#### [SHORT PROBLEM]
Nothing but the lines from the one containing "Target: red sleeve" through the last line should be written out, please, exactly as they stand.

#### [DATA SECTION]
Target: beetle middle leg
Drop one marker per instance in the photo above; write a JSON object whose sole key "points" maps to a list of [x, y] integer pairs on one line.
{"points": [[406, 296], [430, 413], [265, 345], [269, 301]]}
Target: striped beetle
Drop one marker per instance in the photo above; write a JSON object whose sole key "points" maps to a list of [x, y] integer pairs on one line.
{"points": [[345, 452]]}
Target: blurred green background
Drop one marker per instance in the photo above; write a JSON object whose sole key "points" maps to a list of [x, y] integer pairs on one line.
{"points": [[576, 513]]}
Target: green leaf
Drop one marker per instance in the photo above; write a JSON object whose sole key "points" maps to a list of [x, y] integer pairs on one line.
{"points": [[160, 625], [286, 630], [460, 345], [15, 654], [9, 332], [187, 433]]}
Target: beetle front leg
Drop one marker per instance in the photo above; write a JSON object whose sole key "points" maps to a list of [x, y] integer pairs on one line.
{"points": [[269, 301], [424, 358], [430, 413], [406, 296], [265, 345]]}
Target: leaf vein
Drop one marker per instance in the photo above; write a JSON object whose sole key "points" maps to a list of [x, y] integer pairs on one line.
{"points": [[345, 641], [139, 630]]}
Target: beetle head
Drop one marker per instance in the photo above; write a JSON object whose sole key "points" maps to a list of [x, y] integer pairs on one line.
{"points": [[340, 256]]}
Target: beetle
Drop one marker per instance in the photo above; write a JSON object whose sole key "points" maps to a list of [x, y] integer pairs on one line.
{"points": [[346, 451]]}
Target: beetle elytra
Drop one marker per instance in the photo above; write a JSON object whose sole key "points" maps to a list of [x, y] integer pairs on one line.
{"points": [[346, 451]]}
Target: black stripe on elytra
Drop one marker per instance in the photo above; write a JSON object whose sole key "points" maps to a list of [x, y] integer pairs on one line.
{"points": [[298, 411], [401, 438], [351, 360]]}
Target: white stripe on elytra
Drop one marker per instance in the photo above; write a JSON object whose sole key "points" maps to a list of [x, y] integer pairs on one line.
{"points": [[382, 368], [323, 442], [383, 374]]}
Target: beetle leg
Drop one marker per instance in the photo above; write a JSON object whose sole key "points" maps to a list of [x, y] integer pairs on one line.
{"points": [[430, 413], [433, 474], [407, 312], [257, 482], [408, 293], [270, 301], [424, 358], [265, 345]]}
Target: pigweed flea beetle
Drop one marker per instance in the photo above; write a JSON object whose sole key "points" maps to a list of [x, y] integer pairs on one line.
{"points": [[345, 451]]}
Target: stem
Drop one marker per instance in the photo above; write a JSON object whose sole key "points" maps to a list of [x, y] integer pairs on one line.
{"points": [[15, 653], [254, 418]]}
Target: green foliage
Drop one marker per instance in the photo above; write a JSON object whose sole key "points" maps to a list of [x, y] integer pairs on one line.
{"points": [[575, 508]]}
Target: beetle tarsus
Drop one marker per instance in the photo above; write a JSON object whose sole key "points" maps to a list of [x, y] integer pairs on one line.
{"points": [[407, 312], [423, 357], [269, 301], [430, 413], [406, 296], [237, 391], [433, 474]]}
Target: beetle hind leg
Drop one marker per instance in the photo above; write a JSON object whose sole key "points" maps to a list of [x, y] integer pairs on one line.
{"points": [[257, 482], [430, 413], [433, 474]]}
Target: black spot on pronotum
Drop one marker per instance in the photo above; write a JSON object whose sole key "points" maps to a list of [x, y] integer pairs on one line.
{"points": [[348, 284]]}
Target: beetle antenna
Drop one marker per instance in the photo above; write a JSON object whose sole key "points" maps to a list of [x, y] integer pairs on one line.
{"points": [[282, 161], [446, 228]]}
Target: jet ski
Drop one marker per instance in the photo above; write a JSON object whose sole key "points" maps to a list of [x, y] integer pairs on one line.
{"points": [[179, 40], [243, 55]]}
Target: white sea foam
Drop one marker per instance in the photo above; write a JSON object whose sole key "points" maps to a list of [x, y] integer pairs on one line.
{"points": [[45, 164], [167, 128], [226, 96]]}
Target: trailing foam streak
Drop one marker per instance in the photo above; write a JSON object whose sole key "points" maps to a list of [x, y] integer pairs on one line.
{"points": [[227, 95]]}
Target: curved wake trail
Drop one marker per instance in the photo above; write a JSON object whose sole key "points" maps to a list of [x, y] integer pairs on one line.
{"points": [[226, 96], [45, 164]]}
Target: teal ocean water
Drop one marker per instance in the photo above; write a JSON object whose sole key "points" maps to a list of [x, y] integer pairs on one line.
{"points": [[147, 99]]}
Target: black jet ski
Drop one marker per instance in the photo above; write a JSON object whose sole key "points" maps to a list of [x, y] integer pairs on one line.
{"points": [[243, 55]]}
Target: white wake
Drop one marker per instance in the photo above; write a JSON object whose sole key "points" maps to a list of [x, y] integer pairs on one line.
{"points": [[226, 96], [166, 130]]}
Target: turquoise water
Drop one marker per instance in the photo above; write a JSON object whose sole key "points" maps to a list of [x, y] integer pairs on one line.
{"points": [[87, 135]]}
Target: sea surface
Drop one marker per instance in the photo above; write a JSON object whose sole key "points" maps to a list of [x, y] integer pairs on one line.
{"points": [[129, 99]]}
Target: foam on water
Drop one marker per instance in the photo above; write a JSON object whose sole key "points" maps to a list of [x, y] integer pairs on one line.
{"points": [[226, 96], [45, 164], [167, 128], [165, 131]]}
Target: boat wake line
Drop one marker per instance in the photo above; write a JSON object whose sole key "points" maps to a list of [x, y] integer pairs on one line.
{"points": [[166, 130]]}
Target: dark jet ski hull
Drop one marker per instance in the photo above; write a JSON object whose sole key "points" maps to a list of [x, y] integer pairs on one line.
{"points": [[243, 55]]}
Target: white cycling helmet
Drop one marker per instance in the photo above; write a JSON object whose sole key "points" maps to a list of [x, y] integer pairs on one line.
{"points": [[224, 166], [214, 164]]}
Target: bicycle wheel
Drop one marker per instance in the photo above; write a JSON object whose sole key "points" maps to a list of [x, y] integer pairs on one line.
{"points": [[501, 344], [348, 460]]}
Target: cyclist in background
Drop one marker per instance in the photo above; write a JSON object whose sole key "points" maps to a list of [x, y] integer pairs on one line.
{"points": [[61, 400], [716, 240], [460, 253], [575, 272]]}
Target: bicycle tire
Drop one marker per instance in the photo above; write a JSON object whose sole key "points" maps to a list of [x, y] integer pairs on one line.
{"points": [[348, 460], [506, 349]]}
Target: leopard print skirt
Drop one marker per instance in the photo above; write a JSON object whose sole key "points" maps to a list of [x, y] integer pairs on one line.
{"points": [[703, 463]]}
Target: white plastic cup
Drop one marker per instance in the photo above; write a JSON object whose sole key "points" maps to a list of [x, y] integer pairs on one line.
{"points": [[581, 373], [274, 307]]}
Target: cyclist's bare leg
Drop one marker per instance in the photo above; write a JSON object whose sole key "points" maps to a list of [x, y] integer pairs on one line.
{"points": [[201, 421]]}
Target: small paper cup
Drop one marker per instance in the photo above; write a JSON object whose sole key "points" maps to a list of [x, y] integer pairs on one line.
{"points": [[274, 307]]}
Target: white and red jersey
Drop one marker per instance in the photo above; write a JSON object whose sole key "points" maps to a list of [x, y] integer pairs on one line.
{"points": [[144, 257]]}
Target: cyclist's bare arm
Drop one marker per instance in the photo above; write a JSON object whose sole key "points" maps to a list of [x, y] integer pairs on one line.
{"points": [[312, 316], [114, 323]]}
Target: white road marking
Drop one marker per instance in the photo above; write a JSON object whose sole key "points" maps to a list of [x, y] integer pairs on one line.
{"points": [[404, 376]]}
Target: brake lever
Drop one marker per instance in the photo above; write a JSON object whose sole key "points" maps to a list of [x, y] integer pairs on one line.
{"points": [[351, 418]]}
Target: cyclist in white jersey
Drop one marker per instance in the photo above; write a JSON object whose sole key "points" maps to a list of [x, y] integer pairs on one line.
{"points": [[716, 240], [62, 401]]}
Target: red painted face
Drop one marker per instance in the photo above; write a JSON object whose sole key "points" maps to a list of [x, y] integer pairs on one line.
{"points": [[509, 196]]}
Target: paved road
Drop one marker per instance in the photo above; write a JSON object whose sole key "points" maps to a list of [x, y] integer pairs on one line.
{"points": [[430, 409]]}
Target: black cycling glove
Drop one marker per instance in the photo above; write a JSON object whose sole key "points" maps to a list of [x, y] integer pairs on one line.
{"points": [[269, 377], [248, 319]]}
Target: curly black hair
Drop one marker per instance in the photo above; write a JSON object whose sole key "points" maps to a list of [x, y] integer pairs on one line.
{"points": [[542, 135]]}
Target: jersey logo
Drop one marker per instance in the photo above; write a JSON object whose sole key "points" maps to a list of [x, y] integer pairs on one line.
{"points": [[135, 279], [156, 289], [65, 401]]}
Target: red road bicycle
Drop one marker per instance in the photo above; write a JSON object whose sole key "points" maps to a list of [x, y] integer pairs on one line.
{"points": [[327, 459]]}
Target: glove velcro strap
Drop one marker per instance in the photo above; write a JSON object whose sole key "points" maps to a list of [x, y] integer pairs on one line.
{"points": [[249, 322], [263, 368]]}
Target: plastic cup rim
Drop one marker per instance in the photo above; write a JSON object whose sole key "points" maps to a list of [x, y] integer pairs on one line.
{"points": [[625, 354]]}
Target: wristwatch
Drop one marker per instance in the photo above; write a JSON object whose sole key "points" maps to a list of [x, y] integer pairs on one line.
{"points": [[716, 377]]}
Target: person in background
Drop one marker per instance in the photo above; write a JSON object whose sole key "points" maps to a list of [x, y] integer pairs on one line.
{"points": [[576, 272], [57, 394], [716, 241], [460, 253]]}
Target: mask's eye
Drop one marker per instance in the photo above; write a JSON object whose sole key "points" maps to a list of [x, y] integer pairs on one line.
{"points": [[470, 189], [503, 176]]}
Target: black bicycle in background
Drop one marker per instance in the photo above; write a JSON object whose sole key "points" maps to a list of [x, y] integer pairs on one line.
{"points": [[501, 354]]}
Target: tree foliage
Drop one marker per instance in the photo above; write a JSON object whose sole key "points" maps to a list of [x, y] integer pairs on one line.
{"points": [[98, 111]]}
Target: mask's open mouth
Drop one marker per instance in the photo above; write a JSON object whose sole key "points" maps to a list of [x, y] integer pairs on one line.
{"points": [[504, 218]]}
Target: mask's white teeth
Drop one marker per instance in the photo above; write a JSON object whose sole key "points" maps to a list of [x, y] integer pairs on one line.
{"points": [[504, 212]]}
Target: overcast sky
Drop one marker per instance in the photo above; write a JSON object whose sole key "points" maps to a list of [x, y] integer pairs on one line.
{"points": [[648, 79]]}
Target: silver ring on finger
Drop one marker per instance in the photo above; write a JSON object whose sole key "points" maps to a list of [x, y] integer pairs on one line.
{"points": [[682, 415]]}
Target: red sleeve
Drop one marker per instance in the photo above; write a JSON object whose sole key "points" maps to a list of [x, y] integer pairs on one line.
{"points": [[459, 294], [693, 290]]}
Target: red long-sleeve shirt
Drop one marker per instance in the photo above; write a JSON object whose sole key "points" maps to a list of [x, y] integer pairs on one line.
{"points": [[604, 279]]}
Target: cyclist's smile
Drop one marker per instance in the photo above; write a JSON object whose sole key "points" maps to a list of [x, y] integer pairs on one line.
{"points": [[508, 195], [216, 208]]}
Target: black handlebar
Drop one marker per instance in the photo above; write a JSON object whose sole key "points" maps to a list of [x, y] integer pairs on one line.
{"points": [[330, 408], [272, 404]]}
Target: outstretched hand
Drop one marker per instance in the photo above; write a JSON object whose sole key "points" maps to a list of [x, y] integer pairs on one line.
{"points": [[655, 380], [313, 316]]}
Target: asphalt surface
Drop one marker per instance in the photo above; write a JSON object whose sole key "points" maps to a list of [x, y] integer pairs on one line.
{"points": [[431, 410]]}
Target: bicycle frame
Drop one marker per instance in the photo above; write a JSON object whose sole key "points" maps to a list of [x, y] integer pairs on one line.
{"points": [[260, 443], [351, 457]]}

#### [SOLUTION TO THE EXERCISE]
Target: red sleeve
Drop one marker per instance in the photo above; write a JSON object whose sole key "points" maps to a list of [x, y] integer pairs on one line.
{"points": [[459, 294], [693, 290]]}
Target: red long-sleeve shirt
Drop one marker per instance in the photo above; write a JSON object whose sole key "points" maps to a list of [x, y] integer pairs on one line.
{"points": [[604, 279]]}
Target: cyclist's smile
Drop one marker per instance in the photo above; write a JSON object whose sole key "points" maps to a list of [x, y] integer pairs on one line.
{"points": [[508, 195], [216, 208]]}
Target: black handlebar
Drop one marker per instance in the photo above; write a JSON object whose sole key "points" maps to a list of [x, y] integer pairs on one line.
{"points": [[330, 408], [272, 404]]}
Target: outstretched hand
Drop one marker per instance in the photo above; write a JSON object whose sole key "points" maps to a list of [x, y] integer pairs on one line.
{"points": [[655, 380], [313, 316]]}
Target: asphalt surface
Drop one marker per instance in the photo above; write a JSON object whose sole key "points" maps to a list of [x, y] integer pairs on one line.
{"points": [[431, 410]]}
Target: bicycle frame
Drop one marker per instance in the photo above; write a JSON object whose sole key "points" maps to a list of [x, y] integer pairs on one line.
{"points": [[260, 443], [351, 457]]}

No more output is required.